__Pedido 1__.
De acordo com o texto de origem sobre Erico Verissimo, em qual volume da trilogia O Tempo e o Vento aparece a personagem Trude Weil?

Uma das passagens poéticas mais conhecidas de sua obra está em “O Tempo e o Vento”, no volume “O Continente”:
“O tempo é um rio que corre sem cessar, arrastando os dias, as noites, as vidas... Tudo passa, tudo corre. Mas há momentos que ficam para sempre.”
Essa passagem revela o estilo poético de Erico ao tratar de temas como tempo, memória e permanência, que são centrais na sua obra. Ele frequentemente escreve com lirismo, mesmo quando descreve eventos históricos ou dramas pessoais.
Não posso deixar de mencionar uma personagem marcante: Trude Weil, no volume O Arquipélago da trilogia O Tempo e o Vento. Trata-se de uma personagem real e não fictícia: a minha avó, que Erico Verissimo conheceu em Cruz Alta. Essa representa a intelectualidade e a sensibilidade em meio às transformações políticas e sociais do século XX. Sua presença na narrativa é envolta em lirismo e profundidade emocional.
Trude, uma mulher judia e culta, é retratada por Érico Veríssimo com nuances que refletem tanto sua fragilidade quanto sua força interior. Sua relação com Floriano Cambará é permeada por diálogos introspectivos e reflexões sobre arte, amor e identidade. Em diversos momentos, Érico utiliza uma linguagem poética para expressar os sentimentos e pensamentos de Trude, especialmente ao abordar temas como a memória, o exílio e a busca por pertencimento.

__Pedido 2__.
Reproduza todas as linhas dos registros abaixo, inclusive os pedidos. Multiplique por 1,35 cada coordenada das respostas, mas não os números dos pedidos nem os dos modelos de formato, e arredonde para o inteiro mais próximo, com as metades arredondadas para cima.

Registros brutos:
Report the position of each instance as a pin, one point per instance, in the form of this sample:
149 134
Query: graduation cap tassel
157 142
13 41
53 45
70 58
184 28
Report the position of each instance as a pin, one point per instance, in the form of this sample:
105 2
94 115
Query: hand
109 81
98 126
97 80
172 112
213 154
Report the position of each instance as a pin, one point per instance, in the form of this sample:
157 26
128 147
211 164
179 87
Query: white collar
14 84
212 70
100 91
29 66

__Resposta completa 1__.
No volume O Arquipélago.

__Resposta completa 2__.
Report the position of each instance as a pin, one point per instance, in the form of this sample:
149 134
Query: graduation cap tassel
212 192
18 55
72 61
95 78
248 38
Report the position of each instance as a pin, one point per instance, in the form of this sample:
105 2
94 115
Query: hand
147 109
132 170
131 108
232 151
288 208
Report the position of each instance as a pin, one point per instance, in the form of this sample:
157 26
128 147
211 164
179 87
Query: white collar
19 113
286 95
135 123
39 89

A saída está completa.